- **Work request**: Extend the news article below on fentanyl and rising U.S. overdose deaths, starting right after its last sentence.

(Extract to read begins)

Without reliable access to naloxone or testing equipment, people who use drugs are condemned to "play Russian roulette," experts say.
A plastic bag of assorted pills and prescription drugs dropped off for disposal sits in a container during the Drug Enforcement Administration (DEA) 20th National Prescription Drug Take Back Day at Watts Healthcare, on April 24, 2021, in Los Angeles.
Overdose deaths continue to rise every year in the U.S., and experts say it's due to an "increasingly toxic drug supply." But innovative harm reduction tools can help save lives, experts say.Patrick T. Fallon / AFP via Getty Images file
/ Source: TODAY

People who use drugs are increasingly facing a new challenge, a drug supply that is less predictable and more dangerous than ever before: Deaths due to synthetic opioids, which users may not know are in their drugs, are on the rise, and last year, U.S. overdose deaths hit an all-time high, according to the Centers for Disease Control and Prevention.

But people who use drugs don't have enough access — or access at all — to the things that could save their lives, experts in addiction medicine and harm reduction say.

"We are in an abysmal place, with the most deaths we've ever had every single year for probably the past five years. And COVID has only exacerbated that," Dr. Kimberly Sue, medical director for the National Harm Reduction Coalition, told TODAY.

Now, addiction medicine and harm reduction experts say, it's way past time to widen access to the few tools we have, like test strips, naloxone and overdose prevention centers, and to consider implementing new and innovative options to keep people alive.

Illicit fentanyl is driving overdose death rates

Polysubstance use is the use of more than one drug at a time, even unintentionally, according to the CDC, such as using heroin or cocaine that's cut with illicit fentanyl. And it's this type of drug use that's fueling U.S. overdose deaths — especially among people of color, according to a July report from the CDC.

Between 2019 and 2020, drug overdose deaths increased by 30%, and the increase was even higher among Black and Indigenous people. "Polysubstance use and the increasing proliferation of (illicitly manufactured fentanyl and fentanyl analogs) in the drug supply have exacerbated the surge in overdose deaths," the CDC reported explained.

Looking at overdose deaths involving synthetic opioids (including illicit fentanyl) specifically, rates increased more than 56% from 2019 to 2020, when more than 56,000 people died from this type of overdose; in 2018, the number of deaths involving illicit fentanyl and similar substances was 18 times higher than in 2013, according to another CDC report.

"Fentanyl is not inherently poisonous. What makes fentanyl different is its potency," Dr. Brian Hurley, president-elect of the board of directors of the American Society of Addiction Medicine, told TODAY. "It's a super high potent opioid ... and the rise in illicit fentanyl is driving overdose rates in the U.S. more than any other substance."

(Extract to read ends)
(Information given begins)

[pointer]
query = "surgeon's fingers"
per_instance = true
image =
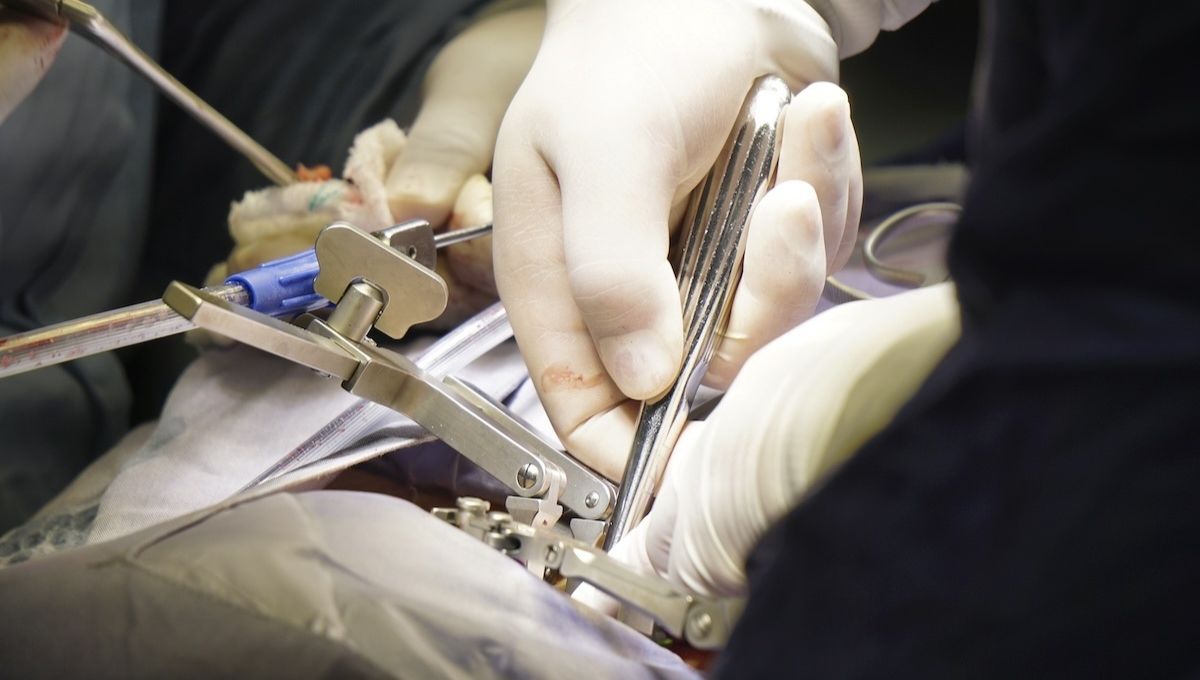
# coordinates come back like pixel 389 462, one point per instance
pixel 781 280
pixel 617 193
pixel 821 149
pixel 467 90
pixel 531 277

(Information given ends)

- **Answer space**:
Fentanyl, a synthetic opioid, is more potent than heroin, per the CDC. And while many people safely receive prescription fentanyl in a medical setting for advanced cancer pain, for instance, when illicit fentanyl is lurking in other drugs, its potency makes the combination of drugs more likely to cause an overdose, Dr. Bobby Mukkamala, chair of the American Medical Association’s Substance Use and Pain Care Task Force, told TODAY.

"It's one thing if it's a prescription opioid-related issue because that's a very known quantity and known concentration," he explained. But with illicit drug use, "the unpredictability of what they're putting in their body is what makes this so deadly," he said.

So why is there fentanyl in the drug supply at all?

Multiple factors — including the effects of drug prohibition and the disruption of trafficking routes and production during the pandemic — are likely converging to bring more and more potent drugs into the supply, Ryan McNeil, Ph.D., associate professor and director of harm reduction research at Yale School of Medicine, told TODAY. A 2017 study in the International Journal of Drug Policy compared the illicit fentanyl market to the alcohol prohibition era of the 1920s.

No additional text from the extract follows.